━━ Exercise inputs ━━

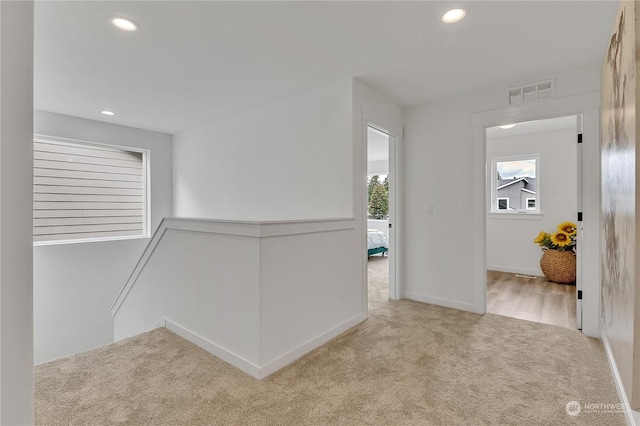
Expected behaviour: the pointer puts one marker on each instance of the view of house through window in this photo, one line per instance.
(87, 192)
(515, 188)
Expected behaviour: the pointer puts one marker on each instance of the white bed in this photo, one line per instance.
(377, 242)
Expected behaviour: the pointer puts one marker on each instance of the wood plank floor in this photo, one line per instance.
(534, 299)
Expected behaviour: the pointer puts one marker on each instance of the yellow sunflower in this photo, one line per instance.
(568, 228)
(541, 236)
(561, 239)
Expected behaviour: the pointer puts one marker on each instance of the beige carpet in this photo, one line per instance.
(408, 364)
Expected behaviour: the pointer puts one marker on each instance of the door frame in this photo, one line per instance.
(394, 130)
(587, 105)
(394, 292)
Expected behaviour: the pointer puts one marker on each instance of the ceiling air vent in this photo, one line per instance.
(540, 91)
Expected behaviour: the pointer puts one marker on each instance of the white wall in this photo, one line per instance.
(253, 294)
(76, 284)
(510, 245)
(439, 155)
(371, 107)
(287, 160)
(16, 153)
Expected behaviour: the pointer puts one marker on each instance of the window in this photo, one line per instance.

━━━

### Task prompt
Do not copy the pictures, but repeat every line exactly.

### Task answer
Expected behaviour: the pointer puts one marker on each instance of the view of house through window in this photo, one line per instance.
(87, 192)
(515, 188)
Expected behaviour: the pointer puts one marker on each instance of the white bed in this photo, one line per instance.
(377, 242)
Expected behaviour: the pointer puts one marker on each instance of the wood plank floor in this photo, one line per instance.
(534, 299)
Expected behaviour: the pointer puts one marker on each instance of the yellow sunflower in this photo, one line per instance.
(568, 228)
(541, 236)
(561, 239)
Expected behaviour: the pointer puts one marker on each instance of the beige carpet in this photo, one line per instance.
(408, 364)
Expected behaviour: the pointer puts one marker on each instance of the door frame in this photo, one line per instance.
(394, 130)
(587, 105)
(394, 292)
Expected behaviour: the pointer puts one marker on each instance of the ceiling air vent in this photo, one line per instance.
(540, 91)
Expected behaviour: the pointer puts one marker on each instance of the white wall in this photo, one line per instance.
(253, 294)
(76, 284)
(510, 245)
(439, 155)
(371, 107)
(287, 160)
(16, 153)
Expected behaviour: the pointer puts one marker on each instance of the window in this photo, one line per instance.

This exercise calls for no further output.